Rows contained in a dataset
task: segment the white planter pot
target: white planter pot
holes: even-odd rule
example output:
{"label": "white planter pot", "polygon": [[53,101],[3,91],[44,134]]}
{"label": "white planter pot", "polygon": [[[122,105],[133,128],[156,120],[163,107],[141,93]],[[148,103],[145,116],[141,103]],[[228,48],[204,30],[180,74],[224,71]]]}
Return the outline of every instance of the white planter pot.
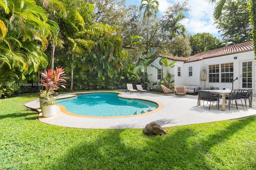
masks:
{"label": "white planter pot", "polygon": [[56,114],[56,105],[42,105],[42,113],[43,117],[50,117]]}

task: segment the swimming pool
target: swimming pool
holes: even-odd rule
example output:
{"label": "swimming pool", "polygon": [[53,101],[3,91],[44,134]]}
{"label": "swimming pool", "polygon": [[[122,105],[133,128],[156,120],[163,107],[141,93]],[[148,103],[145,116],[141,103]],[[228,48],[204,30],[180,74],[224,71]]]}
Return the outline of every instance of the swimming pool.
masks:
{"label": "swimming pool", "polygon": [[56,100],[71,113],[94,117],[116,117],[139,115],[156,109],[156,103],[122,98],[116,93],[78,94],[76,97]]}

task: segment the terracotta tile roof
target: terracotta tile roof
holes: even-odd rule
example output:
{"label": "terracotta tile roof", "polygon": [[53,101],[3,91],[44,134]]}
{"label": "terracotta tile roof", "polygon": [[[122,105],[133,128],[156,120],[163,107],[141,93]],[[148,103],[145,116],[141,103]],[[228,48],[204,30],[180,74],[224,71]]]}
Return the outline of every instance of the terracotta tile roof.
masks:
{"label": "terracotta tile roof", "polygon": [[189,63],[199,61],[210,58],[236,54],[246,51],[250,51],[253,50],[254,50],[253,42],[251,41],[250,41],[238,44],[225,47],[208,51],[198,53],[188,58],[161,55],[159,55],[158,57],[161,57],[163,56],[165,58],[172,61],[184,61],[184,63]]}
{"label": "terracotta tile roof", "polygon": [[164,58],[167,58],[169,60],[172,60],[173,61],[186,61],[188,60],[187,58],[185,57],[174,57],[174,56],[168,56],[167,55],[158,55],[158,57],[164,57]]}
{"label": "terracotta tile roof", "polygon": [[158,57],[164,57],[165,58],[174,61],[184,61],[184,63],[189,63],[199,61],[203,60],[204,59],[253,50],[253,41],[251,41],[240,44],[225,47],[218,49],[215,49],[208,51],[198,53],[188,58],[158,55],[157,57],[156,57],[156,59],[153,60],[153,61],[150,62],[150,63]]}

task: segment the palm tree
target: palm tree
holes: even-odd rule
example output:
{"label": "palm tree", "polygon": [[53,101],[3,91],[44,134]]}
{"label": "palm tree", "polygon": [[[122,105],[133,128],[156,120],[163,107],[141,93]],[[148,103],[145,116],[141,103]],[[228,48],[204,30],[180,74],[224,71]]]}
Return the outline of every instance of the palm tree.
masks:
{"label": "palm tree", "polygon": [[148,44],[148,22],[149,18],[152,15],[156,15],[158,12],[158,7],[159,6],[159,2],[157,0],[141,0],[141,5],[140,6],[140,10],[141,11],[144,9],[144,13],[143,18],[145,18],[147,17],[148,22],[147,31],[147,44],[146,47],[146,54],[148,54],[148,52],[149,44]]}
{"label": "palm tree", "polygon": [[[4,10],[4,13],[8,14],[10,12],[8,6],[7,6],[7,1],[4,0],[0,0],[0,9],[3,8]],[[0,29],[2,31],[2,38],[4,38],[4,37],[7,33],[7,27],[4,24],[3,21],[0,20]]]}

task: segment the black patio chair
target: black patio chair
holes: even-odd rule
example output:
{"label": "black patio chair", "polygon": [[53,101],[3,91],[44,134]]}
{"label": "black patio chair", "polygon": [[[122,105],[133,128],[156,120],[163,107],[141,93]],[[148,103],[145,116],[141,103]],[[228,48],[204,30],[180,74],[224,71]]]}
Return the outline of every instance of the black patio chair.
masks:
{"label": "black patio chair", "polygon": [[198,98],[197,100],[196,107],[197,107],[198,106],[199,100],[202,100],[204,101],[204,106],[205,101],[207,101],[207,102],[210,102],[210,106],[209,107],[209,110],[210,110],[211,107],[211,103],[212,102],[212,106],[213,102],[216,101],[216,107],[217,107],[217,105],[218,105],[218,109],[220,103],[219,96],[220,95],[219,94],[215,94],[211,92],[199,90],[198,91]]}
{"label": "black patio chair", "polygon": [[252,107],[251,102],[250,101],[250,96],[251,95],[251,93],[252,92],[252,89],[245,90],[244,91],[244,93],[242,96],[242,99],[244,100],[244,102],[245,102],[245,107],[246,109],[247,106],[246,106],[246,100],[248,99],[249,100],[249,107],[250,106]]}
{"label": "black patio chair", "polygon": [[[229,110],[230,110],[230,104],[231,101],[234,100],[235,103],[236,104],[236,109],[238,109],[237,107],[237,100],[240,99],[242,102],[242,97],[244,93],[244,90],[231,90],[230,95],[228,96],[227,96],[226,98],[226,100],[228,101],[228,108]],[[233,103],[232,106],[233,105]],[[244,106],[243,105],[243,103],[242,103],[242,105],[244,108]]]}

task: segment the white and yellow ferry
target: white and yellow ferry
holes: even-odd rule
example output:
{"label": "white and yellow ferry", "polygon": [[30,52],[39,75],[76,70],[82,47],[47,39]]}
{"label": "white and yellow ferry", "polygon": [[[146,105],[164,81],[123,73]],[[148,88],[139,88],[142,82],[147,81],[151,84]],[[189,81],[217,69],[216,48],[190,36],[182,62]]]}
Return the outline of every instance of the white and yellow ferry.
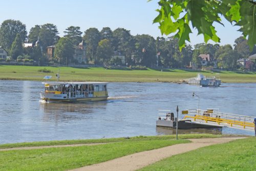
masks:
{"label": "white and yellow ferry", "polygon": [[106,100],[107,82],[47,82],[40,93],[46,101],[78,102]]}

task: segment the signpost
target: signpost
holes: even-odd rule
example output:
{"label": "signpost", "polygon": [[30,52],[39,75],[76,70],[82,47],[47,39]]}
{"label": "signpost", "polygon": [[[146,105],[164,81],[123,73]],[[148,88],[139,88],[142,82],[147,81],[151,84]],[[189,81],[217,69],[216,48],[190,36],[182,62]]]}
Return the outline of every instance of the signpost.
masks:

# EXERCISE:
Present every line of the rows above as a Markdown table with the columns No. and Line, skipping blank lines. Leave the pictures out.

# SOLUTION FOR THIS PROBLEM:
| No. | Line |
|---|---|
| 1 | task: segment the white planter pot |
| 2 | target: white planter pot |
| 3 | holes: even-odd rule |
| 4 | example output: |
| 5 | {"label": "white planter pot", "polygon": [[53,101],[3,91],[44,134]]} |
| 6 | {"label": "white planter pot", "polygon": [[[122,105],[133,128],[156,120],[163,107],[141,93]],[[148,103],[145,116],[141,103]],[[228,48],[204,30],[180,74],[224,71]]]} |
| 7 | Return the outline of every instance of the white planter pot. |
| 8 | masks: |
| 9 | {"label": "white planter pot", "polygon": [[56,114],[56,105],[42,105],[42,113],[43,117],[50,117]]} |
| 10 | task: segment the swimming pool |
| 11 | target: swimming pool |
| 12 | holes: even-odd rule |
| 13 | example output: |
| 14 | {"label": "swimming pool", "polygon": [[53,101],[3,91],[44,134]]} |
| 15 | {"label": "swimming pool", "polygon": [[[122,105],[133,128],[156,120],[163,107],[141,93]],[[148,103],[145,116],[141,103]],[[228,48],[204,30],[180,74],[224,71]]]} |
| 16 | Return the outline of every instance of the swimming pool. |
| 17 | masks: |
| 18 | {"label": "swimming pool", "polygon": [[56,100],[71,113],[94,117],[116,117],[139,115],[156,109],[156,103],[122,98],[116,93],[78,94],[76,97]]} |
| 19 | task: segment the terracotta tile roof |
| 20 | target: terracotta tile roof |
| 21 | holes: even-odd rule |
| 22 | example output: |
| 23 | {"label": "terracotta tile roof", "polygon": [[53,101],[3,91],[44,134]]} |
| 24 | {"label": "terracotta tile roof", "polygon": [[[122,105],[133,128],[156,120],[163,107],[141,93]],[[148,103],[145,116],[141,103]],[[228,48],[204,30],[180,74],[224,71]]]} |
| 25 | Return the outline of every instance of the terracotta tile roof. |
| 26 | masks: |
| 27 | {"label": "terracotta tile roof", "polygon": [[189,63],[199,61],[210,58],[236,54],[246,51],[250,51],[253,50],[254,50],[253,42],[251,41],[250,41],[238,44],[225,47],[208,51],[198,53],[188,58],[161,55],[159,55],[158,57],[161,57],[163,56],[165,58],[172,61],[184,61],[184,63]]} |
| 28 | {"label": "terracotta tile roof", "polygon": [[164,58],[167,58],[169,60],[172,60],[173,61],[186,61],[188,60],[187,58],[185,57],[174,57],[174,56],[168,56],[167,55],[158,55],[158,57],[164,57]]} |
| 29 | {"label": "terracotta tile roof", "polygon": [[158,57],[164,57],[165,58],[174,61],[184,61],[184,63],[189,63],[199,61],[203,60],[204,59],[253,50],[253,41],[251,41],[240,44],[225,47],[218,49],[215,49],[208,51],[198,53],[188,58],[158,55],[157,57],[156,57],[156,59],[153,60],[153,61],[150,62],[150,63]]} |
| 30 | task: segment the palm tree |
| 31 | target: palm tree |
| 32 | holes: even-odd rule |
| 33 | example output: |
| 34 | {"label": "palm tree", "polygon": [[53,101],[3,91],[44,134]]} |
| 35 | {"label": "palm tree", "polygon": [[[122,105],[133,128],[156,120],[163,107],[141,93]],[[148,103],[145,116],[141,103]],[[228,48],[204,30],[180,74],[224,71]]]} |
| 36 | Return the outline of every instance of the palm tree. |
| 37 | masks: |
| 38 | {"label": "palm tree", "polygon": [[148,44],[148,22],[149,18],[152,15],[156,15],[158,12],[158,7],[159,6],[159,2],[157,0],[141,0],[141,5],[140,6],[140,10],[141,11],[144,9],[144,13],[143,18],[145,18],[147,17],[148,22],[147,31],[147,44],[146,47],[146,54],[148,54],[148,52],[149,44]]} |
| 39 | {"label": "palm tree", "polygon": [[[4,10],[4,13],[8,14],[10,12],[8,6],[7,6],[7,1],[4,0],[0,0],[0,9],[3,8]],[[0,29],[2,31],[2,38],[4,38],[4,37],[7,33],[7,27],[4,24],[3,21],[0,20]]]} |
| 40 | task: segment the black patio chair |
| 41 | target: black patio chair |
| 42 | holes: even-odd rule |
| 43 | example output: |
| 44 | {"label": "black patio chair", "polygon": [[53,101],[3,91],[44,134]]} |
| 45 | {"label": "black patio chair", "polygon": [[[122,105],[133,128],[156,120],[163,107],[141,93]],[[148,103],[145,116],[141,103]],[[228,48],[204,30],[180,74],[224,71]]]} |
| 46 | Return the outline of every instance of the black patio chair. |
| 47 | masks: |
| 48 | {"label": "black patio chair", "polygon": [[198,98],[197,100],[196,107],[197,107],[198,106],[199,100],[202,100],[204,101],[204,106],[205,101],[207,101],[207,102],[210,102],[210,106],[209,107],[209,110],[210,110],[211,107],[211,103],[212,102],[212,106],[213,102],[216,101],[216,107],[217,107],[217,105],[218,105],[218,109],[220,103],[219,96],[220,95],[219,94],[215,94],[211,92],[199,90],[198,91]]} |
| 49 | {"label": "black patio chair", "polygon": [[252,107],[251,102],[250,101],[250,96],[251,95],[251,93],[252,92],[252,89],[245,90],[244,91],[244,93],[242,96],[242,99],[244,100],[244,102],[245,102],[245,107],[246,109],[247,106],[246,106],[246,100],[248,99],[249,100],[249,107],[250,106]]} |
| 50 | {"label": "black patio chair", "polygon": [[[229,110],[230,110],[230,104],[231,101],[234,100],[235,103],[236,104],[236,109],[238,109],[237,107],[237,100],[240,99],[242,102],[242,97],[244,93],[244,90],[231,90],[230,95],[228,96],[227,96],[226,98],[226,100],[228,101],[228,108]],[[233,103],[232,106],[233,105]],[[244,106],[243,105],[243,103],[242,103],[242,105],[244,108]]]} |
| 51 | task: segment the white and yellow ferry |
| 52 | target: white and yellow ferry |
| 53 | holes: even-odd rule |
| 54 | example output: |
| 55 | {"label": "white and yellow ferry", "polygon": [[30,52],[39,75],[76,70],[82,47],[47,39]]} |
| 56 | {"label": "white and yellow ferry", "polygon": [[[146,105],[164,81],[123,73]],[[148,88],[139,88],[142,82],[147,81],[151,84]],[[189,81],[217,69],[216,48],[190,36],[182,62]]]} |
| 57 | Return the outline of every instance of the white and yellow ferry. |
| 58 | masks: |
| 59 | {"label": "white and yellow ferry", "polygon": [[106,100],[107,82],[47,82],[40,93],[46,101],[78,102]]} |
| 60 | task: segment the signpost |
| 61 | target: signpost |
| 62 | holes: even-odd rule |
| 63 | example output: |
| 64 | {"label": "signpost", "polygon": [[30,52],[39,75],[76,70],[82,47],[47,39]]} |
| 65 | {"label": "signpost", "polygon": [[[146,105],[164,81],[123,73]],[[148,88],[139,88],[142,82],[147,81],[151,84]],[[189,81],[217,69],[216,48],[190,36],[182,62]]]} |
| 66 | Return the outline of every instance of the signpost. |
| 67 | masks: |